- **TUGAS LATIHAN INI**:
[1] Tulis ulang bagian artikel tentang tenaga honorer antara "Ketua DPRD Kukar, Ahmad" dan "dihargai sebagaimana mestinya.", termasuk kedua batas itu, dan ganti "Ahmad Yani" dengan "Pak Yani".
[2] Sebutkan semua pejabat yang menurut artikel tentang tenaga honorer sudah melakukan konsultasi.
[3] Berapa jumlah tenaga honorer yang menurut artikel tentang tenaga honorer sudah lulus seleksi PPPK, tetapi belum memiliki status penempatan yang pasti?

SINTESANEWS.ID – Suasana penuh harap menghiasi ruang Badan Musyawarah (Banmus) DPRD Kutai Kartanegara (Kukar), Selasa (22/7/2025), saat ratusan tenaga honorer hadir dalam Rapat Dengar Pendapat (RDP). Mereka bukan sekadar tamu rapat, tetapi suara-suara pengabdian yang selama bertahun-tahun membangun pelayanan publik dari balik meja dan ruang kelas, kini menanti kejelasan nasib setelah dinyatakan lulus seleksi PPPK.
Sebanyak 481 tenaga honorer tersebut telah dinyatakan lulus seleksi, namun hingga kini belum memiliki status penempatan yang pasti. Mereka belum mendapatkan Surat Keputusan (SK) maupun formasi yang sesuai, menyebabkan mereka berada dalam kondisi tanpa kepastian.
Ketua DPRD Kukar, Ahmad Yani, yang memimpin langsung rapat tersebut, menyampaikan empati dan komitmen kuat lembaganya untuk memperjuangkan kejelasan nasib para tenaga honorer ini.
“Persoalan ini sebenarnya sudah cukup jelas. Baik Bupati, Sekda, maupun Kepala BKPSDM, semuanya sudah melakukan konsultasi. Fokus kita saat ini adalah menyelesaikan masalah 481 tenaga honorer yang belum mendapatkan penempatan,” tegasnya saat diwawancarai usai RDP.
Ahmad Yani menjelaskan bahwa salah satu solusi yang sedang diformulasikan adalah pengangkatan mereka sebagai tenaga paruh waktu terlebih dahulu, sambil menunggu penyelesaian administratif dan penetapan kategori kepegawaian secara nasional.
Namun, Ketua DPRD Kukar ini menolak apabila status “paruh waktu” hanya menjadi label tanpa makna. Menurutnya, para tenaga honorer tetap harus diberi ruang untuk bekerja secara penuh dan dihargai sebagaimana mestinya.
“Setahun ke depan, target kita, mereka tetap bekerja penuh, walaupun statusnya masih non-ASN. Kami tidak ingin ada yang diberhentikan hanya karena belum ada SK formal,” ujarnya dengan nada tegas namun penuh empati.
Yani juga menyoroti ketidakadilan yang dirasakan para tenaga honorer senior. Banyak di antara mereka telah mengabdi selama belasan bahkan lebih dari dua dekade, namun kini harus bersaing dengan peserta baru yang belum memiliki pengalaman berarti.
“Ironis kalau mereka yang punya loyalitas dan pengalaman justru kalah oleh sistem seleksi yang tidak mempertimbangkan masa pengabdian. Ini harus menjadi perhatian serius,” tuturnya.

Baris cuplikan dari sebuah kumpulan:
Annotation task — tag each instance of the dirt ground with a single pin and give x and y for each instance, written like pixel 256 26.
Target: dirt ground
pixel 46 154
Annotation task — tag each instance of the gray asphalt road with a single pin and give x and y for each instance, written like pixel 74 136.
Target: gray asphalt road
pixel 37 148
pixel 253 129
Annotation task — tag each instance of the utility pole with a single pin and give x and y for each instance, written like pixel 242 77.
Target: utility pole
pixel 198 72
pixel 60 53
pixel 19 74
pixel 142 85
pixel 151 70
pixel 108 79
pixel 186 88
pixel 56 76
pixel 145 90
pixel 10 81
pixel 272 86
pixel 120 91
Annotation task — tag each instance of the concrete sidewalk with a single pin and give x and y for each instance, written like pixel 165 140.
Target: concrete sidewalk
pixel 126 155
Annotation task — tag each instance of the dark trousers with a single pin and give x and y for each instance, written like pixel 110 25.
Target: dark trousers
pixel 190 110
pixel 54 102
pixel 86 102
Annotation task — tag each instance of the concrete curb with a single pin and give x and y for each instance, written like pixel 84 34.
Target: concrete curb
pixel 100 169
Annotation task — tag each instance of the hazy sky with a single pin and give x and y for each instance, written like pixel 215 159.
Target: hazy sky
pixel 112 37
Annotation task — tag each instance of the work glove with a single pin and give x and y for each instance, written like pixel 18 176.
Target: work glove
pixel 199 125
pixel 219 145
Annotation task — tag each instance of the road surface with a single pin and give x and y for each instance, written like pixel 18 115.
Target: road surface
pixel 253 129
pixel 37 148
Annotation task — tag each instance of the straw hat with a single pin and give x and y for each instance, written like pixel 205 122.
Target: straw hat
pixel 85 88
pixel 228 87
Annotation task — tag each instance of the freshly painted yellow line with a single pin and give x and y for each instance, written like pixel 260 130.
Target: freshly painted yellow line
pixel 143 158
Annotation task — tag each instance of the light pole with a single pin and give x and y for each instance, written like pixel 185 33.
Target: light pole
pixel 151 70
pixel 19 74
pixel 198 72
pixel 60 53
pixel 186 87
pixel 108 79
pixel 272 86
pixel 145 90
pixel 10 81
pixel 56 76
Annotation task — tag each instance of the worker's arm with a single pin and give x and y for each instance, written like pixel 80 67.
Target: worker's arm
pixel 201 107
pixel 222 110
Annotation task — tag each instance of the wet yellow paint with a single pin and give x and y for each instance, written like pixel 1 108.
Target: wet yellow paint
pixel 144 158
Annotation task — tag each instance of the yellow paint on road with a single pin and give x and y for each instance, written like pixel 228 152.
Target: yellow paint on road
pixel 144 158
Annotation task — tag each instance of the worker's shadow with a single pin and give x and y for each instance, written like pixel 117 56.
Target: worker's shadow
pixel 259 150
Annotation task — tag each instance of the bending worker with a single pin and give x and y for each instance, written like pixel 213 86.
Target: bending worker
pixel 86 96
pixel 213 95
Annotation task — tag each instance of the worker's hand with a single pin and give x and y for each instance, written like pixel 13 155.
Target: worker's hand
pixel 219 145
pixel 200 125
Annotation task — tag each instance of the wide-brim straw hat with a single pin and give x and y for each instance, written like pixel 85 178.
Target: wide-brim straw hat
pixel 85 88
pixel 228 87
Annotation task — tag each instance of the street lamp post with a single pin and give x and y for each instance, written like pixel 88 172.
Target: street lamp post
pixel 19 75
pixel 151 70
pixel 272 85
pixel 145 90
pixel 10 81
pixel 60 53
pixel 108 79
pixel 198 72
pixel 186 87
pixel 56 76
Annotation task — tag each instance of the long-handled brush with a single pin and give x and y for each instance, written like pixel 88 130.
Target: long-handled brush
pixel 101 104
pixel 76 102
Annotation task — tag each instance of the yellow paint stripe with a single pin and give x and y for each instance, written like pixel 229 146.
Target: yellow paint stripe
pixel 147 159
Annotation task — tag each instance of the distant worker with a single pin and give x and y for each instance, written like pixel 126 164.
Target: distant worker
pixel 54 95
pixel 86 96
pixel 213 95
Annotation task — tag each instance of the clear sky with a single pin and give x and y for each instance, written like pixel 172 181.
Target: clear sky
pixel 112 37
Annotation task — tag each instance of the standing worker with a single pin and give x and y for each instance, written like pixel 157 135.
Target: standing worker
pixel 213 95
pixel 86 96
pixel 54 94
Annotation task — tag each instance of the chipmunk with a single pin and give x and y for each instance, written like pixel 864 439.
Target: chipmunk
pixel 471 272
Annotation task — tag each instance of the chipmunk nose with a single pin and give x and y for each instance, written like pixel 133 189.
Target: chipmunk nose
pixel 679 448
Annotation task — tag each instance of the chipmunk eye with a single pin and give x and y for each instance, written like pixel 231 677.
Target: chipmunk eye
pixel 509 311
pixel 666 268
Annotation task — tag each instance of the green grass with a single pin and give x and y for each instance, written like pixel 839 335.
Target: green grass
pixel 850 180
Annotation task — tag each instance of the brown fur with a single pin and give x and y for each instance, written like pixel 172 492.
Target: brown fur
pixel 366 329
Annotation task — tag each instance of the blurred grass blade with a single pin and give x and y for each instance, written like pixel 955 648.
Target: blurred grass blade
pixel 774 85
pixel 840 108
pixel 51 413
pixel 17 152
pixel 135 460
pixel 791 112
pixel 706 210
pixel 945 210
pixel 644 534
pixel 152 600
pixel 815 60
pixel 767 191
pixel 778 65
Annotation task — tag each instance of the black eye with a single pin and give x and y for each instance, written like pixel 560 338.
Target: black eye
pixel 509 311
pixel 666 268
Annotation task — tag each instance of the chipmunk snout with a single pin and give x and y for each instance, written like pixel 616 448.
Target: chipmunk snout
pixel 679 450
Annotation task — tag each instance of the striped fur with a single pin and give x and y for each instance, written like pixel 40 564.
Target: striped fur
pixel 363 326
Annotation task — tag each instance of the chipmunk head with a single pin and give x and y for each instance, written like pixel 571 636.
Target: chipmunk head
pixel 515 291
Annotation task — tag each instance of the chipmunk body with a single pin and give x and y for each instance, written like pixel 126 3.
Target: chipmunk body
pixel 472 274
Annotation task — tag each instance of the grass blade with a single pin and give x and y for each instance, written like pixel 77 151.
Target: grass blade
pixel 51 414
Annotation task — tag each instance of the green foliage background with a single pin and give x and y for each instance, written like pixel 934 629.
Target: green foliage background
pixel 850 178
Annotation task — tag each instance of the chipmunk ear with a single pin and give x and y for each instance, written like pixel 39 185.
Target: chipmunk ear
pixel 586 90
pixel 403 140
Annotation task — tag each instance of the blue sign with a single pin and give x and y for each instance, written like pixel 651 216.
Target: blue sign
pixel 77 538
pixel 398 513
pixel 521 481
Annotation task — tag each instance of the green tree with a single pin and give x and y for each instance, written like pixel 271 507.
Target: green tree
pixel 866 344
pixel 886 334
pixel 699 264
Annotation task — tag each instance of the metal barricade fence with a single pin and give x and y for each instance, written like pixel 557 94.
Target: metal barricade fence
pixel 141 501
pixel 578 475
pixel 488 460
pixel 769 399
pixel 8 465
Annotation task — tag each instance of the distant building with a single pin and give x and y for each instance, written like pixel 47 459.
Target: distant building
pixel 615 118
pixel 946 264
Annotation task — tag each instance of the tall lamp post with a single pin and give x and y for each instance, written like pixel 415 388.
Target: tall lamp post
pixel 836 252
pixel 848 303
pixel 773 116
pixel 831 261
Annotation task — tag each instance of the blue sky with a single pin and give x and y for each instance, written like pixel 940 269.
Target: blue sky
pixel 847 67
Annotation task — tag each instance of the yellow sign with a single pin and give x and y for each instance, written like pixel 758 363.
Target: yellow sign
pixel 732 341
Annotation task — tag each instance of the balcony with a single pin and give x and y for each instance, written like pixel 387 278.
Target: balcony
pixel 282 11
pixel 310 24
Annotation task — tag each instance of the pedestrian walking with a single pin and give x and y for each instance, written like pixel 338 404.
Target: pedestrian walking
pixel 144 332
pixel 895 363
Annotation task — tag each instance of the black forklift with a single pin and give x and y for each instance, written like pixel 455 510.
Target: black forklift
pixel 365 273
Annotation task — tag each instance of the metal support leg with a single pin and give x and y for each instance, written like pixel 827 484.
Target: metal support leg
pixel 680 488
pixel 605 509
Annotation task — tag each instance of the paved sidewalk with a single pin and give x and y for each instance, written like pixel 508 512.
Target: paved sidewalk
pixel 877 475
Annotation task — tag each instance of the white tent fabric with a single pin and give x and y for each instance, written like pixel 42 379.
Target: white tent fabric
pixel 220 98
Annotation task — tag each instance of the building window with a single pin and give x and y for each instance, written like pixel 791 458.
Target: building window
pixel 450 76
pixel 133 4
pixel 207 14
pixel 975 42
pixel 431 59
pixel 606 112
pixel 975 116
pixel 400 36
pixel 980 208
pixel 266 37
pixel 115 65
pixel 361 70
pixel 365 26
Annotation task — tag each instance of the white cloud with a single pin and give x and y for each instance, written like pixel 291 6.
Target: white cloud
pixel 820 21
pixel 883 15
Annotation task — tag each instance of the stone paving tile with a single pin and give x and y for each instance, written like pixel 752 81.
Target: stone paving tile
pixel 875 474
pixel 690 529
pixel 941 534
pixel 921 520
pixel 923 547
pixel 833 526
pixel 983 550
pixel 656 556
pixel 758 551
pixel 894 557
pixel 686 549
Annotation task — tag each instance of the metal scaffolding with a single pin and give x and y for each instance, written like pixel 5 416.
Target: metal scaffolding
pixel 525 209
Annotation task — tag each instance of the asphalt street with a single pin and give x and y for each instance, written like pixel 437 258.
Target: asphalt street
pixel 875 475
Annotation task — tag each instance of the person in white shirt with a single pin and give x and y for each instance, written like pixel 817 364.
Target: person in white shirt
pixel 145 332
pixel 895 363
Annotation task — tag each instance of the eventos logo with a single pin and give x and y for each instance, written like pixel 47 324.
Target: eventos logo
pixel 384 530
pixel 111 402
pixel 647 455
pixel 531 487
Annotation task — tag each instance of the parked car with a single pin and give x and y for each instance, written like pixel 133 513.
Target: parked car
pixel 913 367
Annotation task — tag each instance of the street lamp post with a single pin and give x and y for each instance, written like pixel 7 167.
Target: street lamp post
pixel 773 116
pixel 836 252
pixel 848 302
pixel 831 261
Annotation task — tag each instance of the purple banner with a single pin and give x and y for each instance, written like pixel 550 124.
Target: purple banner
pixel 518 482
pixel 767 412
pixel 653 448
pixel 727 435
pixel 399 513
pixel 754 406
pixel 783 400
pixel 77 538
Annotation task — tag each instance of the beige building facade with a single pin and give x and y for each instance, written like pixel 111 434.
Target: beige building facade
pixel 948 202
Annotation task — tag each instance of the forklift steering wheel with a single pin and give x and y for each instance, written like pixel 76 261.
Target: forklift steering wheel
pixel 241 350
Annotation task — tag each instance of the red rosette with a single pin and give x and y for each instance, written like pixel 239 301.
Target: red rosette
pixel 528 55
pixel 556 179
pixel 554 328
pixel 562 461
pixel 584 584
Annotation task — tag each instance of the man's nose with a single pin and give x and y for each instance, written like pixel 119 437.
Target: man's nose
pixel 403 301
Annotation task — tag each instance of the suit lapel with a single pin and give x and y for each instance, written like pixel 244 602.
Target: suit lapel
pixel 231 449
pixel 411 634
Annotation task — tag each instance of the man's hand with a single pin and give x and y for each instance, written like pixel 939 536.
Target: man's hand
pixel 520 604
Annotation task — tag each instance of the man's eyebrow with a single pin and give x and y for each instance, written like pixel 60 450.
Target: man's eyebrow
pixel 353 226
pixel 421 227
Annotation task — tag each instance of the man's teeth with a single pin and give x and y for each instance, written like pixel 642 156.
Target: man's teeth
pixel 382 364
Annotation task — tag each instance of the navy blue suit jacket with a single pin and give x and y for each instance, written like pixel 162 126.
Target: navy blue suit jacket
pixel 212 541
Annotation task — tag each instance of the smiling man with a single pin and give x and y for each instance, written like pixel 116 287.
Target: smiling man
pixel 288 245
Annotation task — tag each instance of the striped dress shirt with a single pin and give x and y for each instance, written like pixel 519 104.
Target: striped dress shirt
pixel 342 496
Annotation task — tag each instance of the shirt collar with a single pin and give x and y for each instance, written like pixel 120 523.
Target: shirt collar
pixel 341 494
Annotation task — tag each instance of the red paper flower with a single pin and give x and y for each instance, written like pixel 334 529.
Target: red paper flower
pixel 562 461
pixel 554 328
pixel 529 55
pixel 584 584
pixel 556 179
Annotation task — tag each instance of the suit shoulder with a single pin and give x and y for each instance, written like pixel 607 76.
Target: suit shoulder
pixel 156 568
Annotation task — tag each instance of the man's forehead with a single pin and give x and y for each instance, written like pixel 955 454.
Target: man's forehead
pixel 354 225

- **HASIL TUGAS**:
[1]
Ketua DPRD Kukar, Pak Yani, yang memimpin langsung rapat tersebut, menyampaikan empati dan komitmen kuat lembaganya untuk memperjuangkan kejelasan nasib para tenaga honorer ini.
“Persoalan ini sebenarnya sudah cukup jelas. Baik Bupati, Sekda, maupun Kepala BKPSDM, semuanya sudah melakukan konsultasi. Fokus kita saat ini adalah menyelesaikan masalah 481 tenaga honorer yang belum mendapatkan penempatan,” tegasnya saat diwawancarai usai RDP.
Pak Yani menjelaskan bahwa salah satu solusi yang sedang diformulasikan adalah pengangkatan mereka sebagai tenaga paruh waktu terlebih dahulu, sambil menunggu penyelesaian administratif dan penetapan kategori kepegawaian secara nasional.
Namun, Ketua DPRD Kukar ini menolak apabila status “paruh waktu” hanya menjadi label tanpa makna. Menurutnya, para tenaga honorer tetap harus diberi ruang untuk bekerja secara penuh dan dihargai sebagaimana mestinya.

[2] Bupati, Sekda, dan Kepala BKPSDM.

[3] 481 tenaga honorer.